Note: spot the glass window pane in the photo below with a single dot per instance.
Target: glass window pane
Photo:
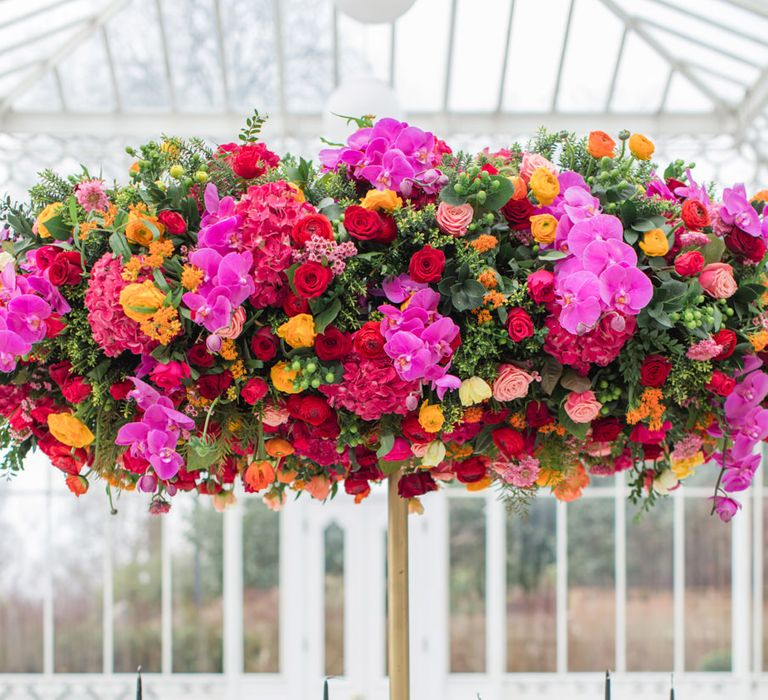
(591, 585)
(467, 584)
(707, 589)
(261, 587)
(650, 606)
(531, 589)
(196, 561)
(22, 518)
(333, 541)
(137, 556)
(78, 560)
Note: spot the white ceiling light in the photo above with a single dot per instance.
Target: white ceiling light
(374, 11)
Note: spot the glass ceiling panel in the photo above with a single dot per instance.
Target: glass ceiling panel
(477, 64)
(537, 39)
(590, 60)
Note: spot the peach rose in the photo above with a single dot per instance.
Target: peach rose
(716, 279)
(454, 220)
(512, 383)
(582, 407)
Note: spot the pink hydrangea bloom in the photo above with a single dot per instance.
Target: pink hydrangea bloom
(111, 328)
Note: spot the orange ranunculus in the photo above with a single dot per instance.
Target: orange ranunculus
(278, 447)
(259, 475)
(600, 145)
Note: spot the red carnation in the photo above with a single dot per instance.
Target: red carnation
(173, 221)
(655, 370)
(311, 225)
(311, 279)
(519, 324)
(332, 344)
(427, 264)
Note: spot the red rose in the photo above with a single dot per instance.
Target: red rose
(294, 305)
(254, 390)
(119, 390)
(689, 264)
(311, 225)
(65, 269)
(721, 384)
(745, 246)
(311, 279)
(695, 214)
(363, 224)
(427, 264)
(518, 213)
(252, 160)
(541, 286)
(332, 344)
(309, 409)
(537, 414)
(212, 385)
(508, 441)
(726, 338)
(173, 221)
(368, 341)
(264, 344)
(606, 429)
(655, 370)
(519, 324)
(416, 484)
(199, 356)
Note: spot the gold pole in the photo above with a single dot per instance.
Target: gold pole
(397, 593)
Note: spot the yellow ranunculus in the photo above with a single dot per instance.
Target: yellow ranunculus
(543, 228)
(434, 454)
(474, 390)
(69, 430)
(140, 300)
(544, 185)
(138, 229)
(283, 378)
(641, 147)
(381, 199)
(298, 331)
(50, 212)
(655, 243)
(431, 418)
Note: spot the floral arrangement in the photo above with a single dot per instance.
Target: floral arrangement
(525, 319)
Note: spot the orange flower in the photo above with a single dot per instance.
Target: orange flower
(600, 145)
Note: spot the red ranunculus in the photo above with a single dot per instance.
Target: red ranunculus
(720, 383)
(311, 225)
(427, 264)
(518, 213)
(745, 246)
(310, 409)
(254, 390)
(508, 441)
(212, 385)
(264, 344)
(726, 338)
(416, 484)
(655, 370)
(173, 221)
(311, 279)
(332, 344)
(368, 341)
(199, 356)
(471, 470)
(695, 214)
(689, 264)
(519, 324)
(252, 160)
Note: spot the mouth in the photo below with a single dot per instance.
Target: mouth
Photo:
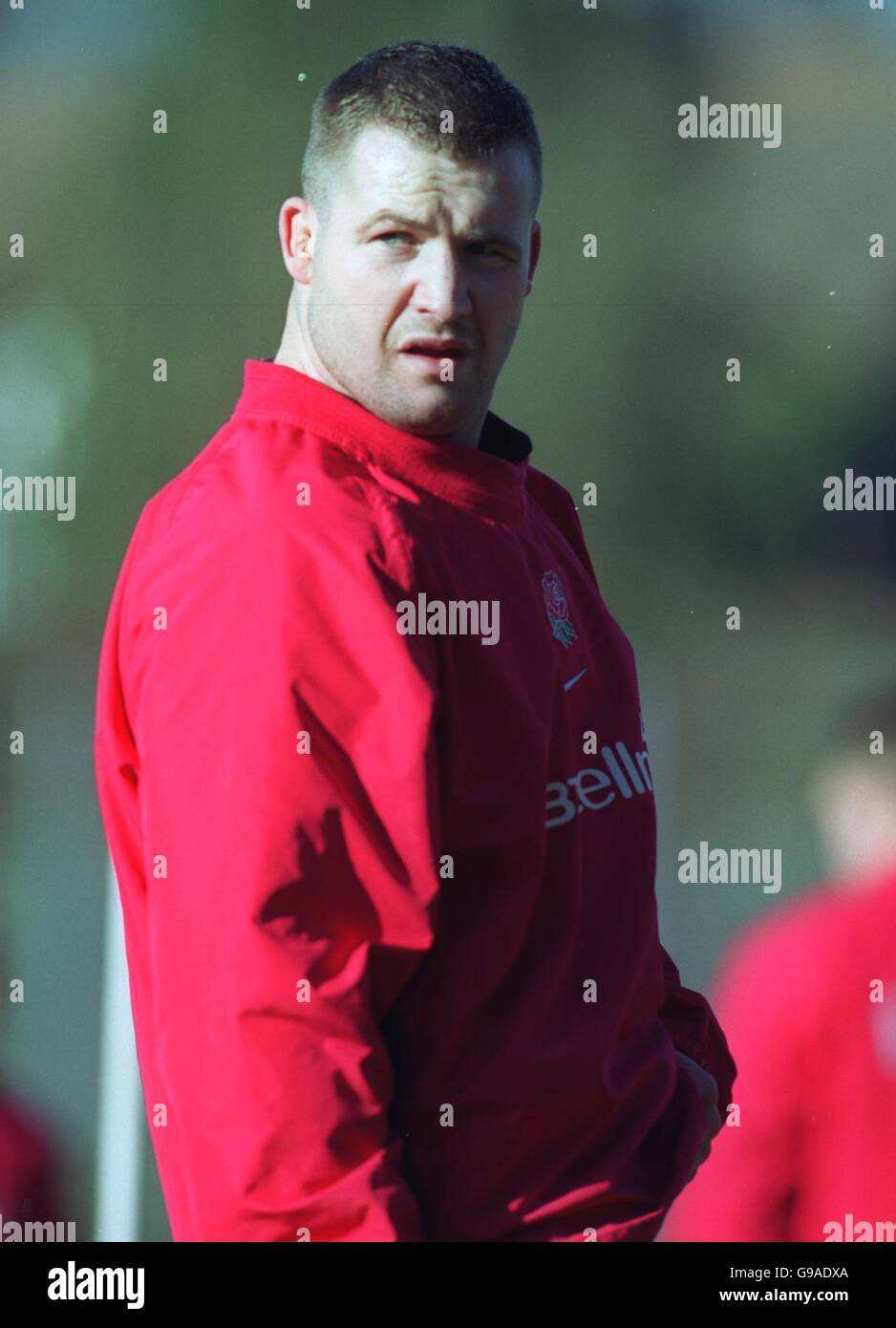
(430, 353)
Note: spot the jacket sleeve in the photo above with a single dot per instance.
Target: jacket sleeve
(287, 782)
(695, 1031)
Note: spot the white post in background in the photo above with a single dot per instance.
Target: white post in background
(121, 1112)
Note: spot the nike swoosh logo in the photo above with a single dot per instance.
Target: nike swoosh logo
(574, 680)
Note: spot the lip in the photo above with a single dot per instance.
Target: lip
(432, 348)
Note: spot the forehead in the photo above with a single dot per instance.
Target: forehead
(387, 167)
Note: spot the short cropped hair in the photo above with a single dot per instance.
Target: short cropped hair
(406, 87)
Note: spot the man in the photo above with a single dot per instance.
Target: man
(389, 910)
(808, 991)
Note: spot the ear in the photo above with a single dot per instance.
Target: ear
(535, 248)
(296, 228)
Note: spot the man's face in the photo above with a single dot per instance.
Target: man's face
(419, 246)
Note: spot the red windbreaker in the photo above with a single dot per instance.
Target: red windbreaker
(389, 912)
(807, 995)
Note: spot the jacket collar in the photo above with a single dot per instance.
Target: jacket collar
(489, 481)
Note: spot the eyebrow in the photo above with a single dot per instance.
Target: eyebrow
(385, 214)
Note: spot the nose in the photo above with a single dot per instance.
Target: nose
(441, 287)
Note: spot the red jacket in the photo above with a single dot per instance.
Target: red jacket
(813, 1155)
(391, 929)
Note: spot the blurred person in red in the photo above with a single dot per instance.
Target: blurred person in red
(807, 997)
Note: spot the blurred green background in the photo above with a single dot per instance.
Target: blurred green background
(139, 246)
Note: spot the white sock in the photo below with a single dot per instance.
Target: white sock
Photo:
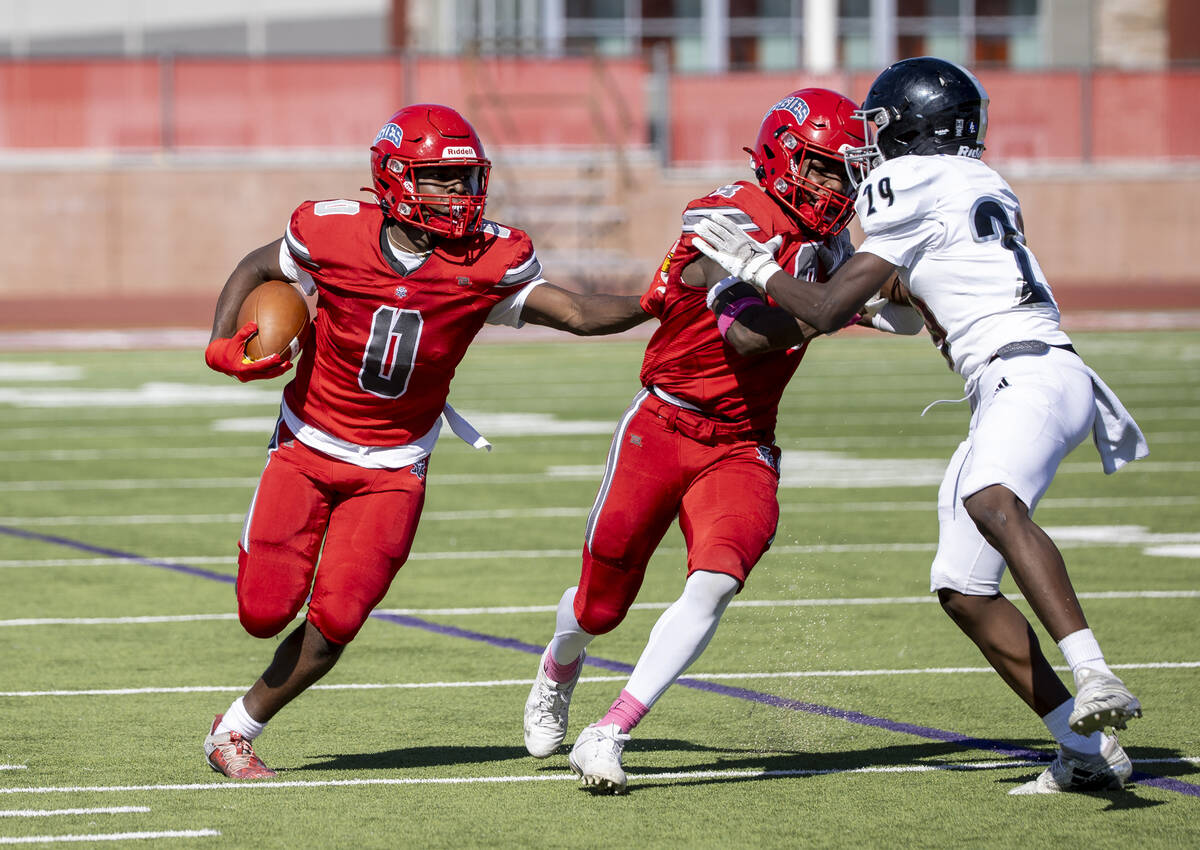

YOUR OBJECTIVE: Starting at the line that contains "Note: spot the nose" and stopping at the last line, reproduce the lines with "blurred" swapped for "fuzzy" and nothing else altered. Omit the pictures.

FULL RESPONSE:
Note: spot the nose in the photo above with a single dot per instance.
Target: nose
(441, 287)
Note: spot the red jacket in the photo above with a single dot per instance.
Target: red jacket
(813, 1155)
(391, 929)
Note: spot the fuzzy person in red in the photo above with a single dot per instance.
Target: fuzzy person in red
(807, 997)
Note: spot the fuzzy green background in the photo above with a single dot per instance.
Target: fuzzy green background
(139, 246)
Note: spot the white sock in the photo below with a single dot per instance.
Target: white sock
Photo:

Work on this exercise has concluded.